» Aim
Put the following lines into a numbered list, skipping any blank lines.

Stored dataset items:
####################

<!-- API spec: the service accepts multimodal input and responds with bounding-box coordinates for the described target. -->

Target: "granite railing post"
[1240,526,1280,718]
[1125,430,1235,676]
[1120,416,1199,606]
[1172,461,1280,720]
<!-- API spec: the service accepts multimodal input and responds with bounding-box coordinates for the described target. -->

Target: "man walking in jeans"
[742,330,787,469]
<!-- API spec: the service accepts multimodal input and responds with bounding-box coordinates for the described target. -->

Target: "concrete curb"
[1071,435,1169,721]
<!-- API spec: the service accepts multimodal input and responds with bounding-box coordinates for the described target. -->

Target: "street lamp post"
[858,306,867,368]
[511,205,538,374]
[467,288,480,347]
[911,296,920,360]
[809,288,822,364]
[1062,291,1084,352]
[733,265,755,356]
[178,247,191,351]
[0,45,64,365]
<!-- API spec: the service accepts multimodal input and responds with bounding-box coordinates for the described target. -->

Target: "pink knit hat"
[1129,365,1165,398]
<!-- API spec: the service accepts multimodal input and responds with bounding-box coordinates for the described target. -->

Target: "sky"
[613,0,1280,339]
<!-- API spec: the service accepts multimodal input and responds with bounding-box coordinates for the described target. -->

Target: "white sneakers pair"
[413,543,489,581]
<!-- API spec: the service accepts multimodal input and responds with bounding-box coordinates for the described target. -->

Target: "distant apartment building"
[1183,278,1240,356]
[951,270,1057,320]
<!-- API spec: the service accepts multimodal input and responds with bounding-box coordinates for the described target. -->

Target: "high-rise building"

####################

» Worked answer
1. <!-- API spec: the service accepts multimodal input and responds with bounding-box coordinates for the described target. -->
2. Target: "granite railing post"
3. [1240,526,1280,718]
4. [1125,430,1235,676]
5. [1120,416,1199,606]
6. [1172,461,1280,720]
7. <!-- API spec: the service accepts multimodal input and responds with bounding-box coordinates for the described target. -->
8. Target: "man walking in jeans"
9. [742,330,787,469]
10. <!-- API spec: the service accepts multimodal input and responds with bounding-box coordinates for the described target. -->
11. Target: "concrete curb"
12. [1071,435,1169,721]
13. <!-- API spec: the service accepts multimodal input and responds with bounding-box coordinates for the described target. -->
14. Target: "street lamp post"
15. [858,306,867,368]
16. [511,205,538,374]
17. [467,288,480,347]
18. [911,296,920,360]
19. [809,288,822,364]
20. [1062,291,1084,352]
21. [733,265,755,356]
22. [178,247,191,351]
23. [0,45,64,365]
24. <!-- API spec: the service accepts multimodal input and responds with bounding-box coordinates for the described target. -->
25. Target: "pink knit hat"
26. [1129,365,1165,398]
27. <!-- API spec: the service accepts multimodal input and responds with bounding-box coordinates for the described target. -->
28. Target: "sky"
29. [613,0,1280,339]
30. <!-- API spec: the service accepts multimodal input and responds with bounding-box coordinates for the described target. -->
31. Target: "white sneakers pair"
32. [413,543,489,581]
33. <!-- API spec: the service accepts multimodal input and responds with bounding-box coordinates for the described target. -->
34. Target: "distant apartment building"
35. [1183,278,1240,356]
36. [951,270,1057,320]
37. <!-- API spec: the service accepts multimodal input and responds with bounding-box coordinates for the described target. -->
38. Target: "high-rise building"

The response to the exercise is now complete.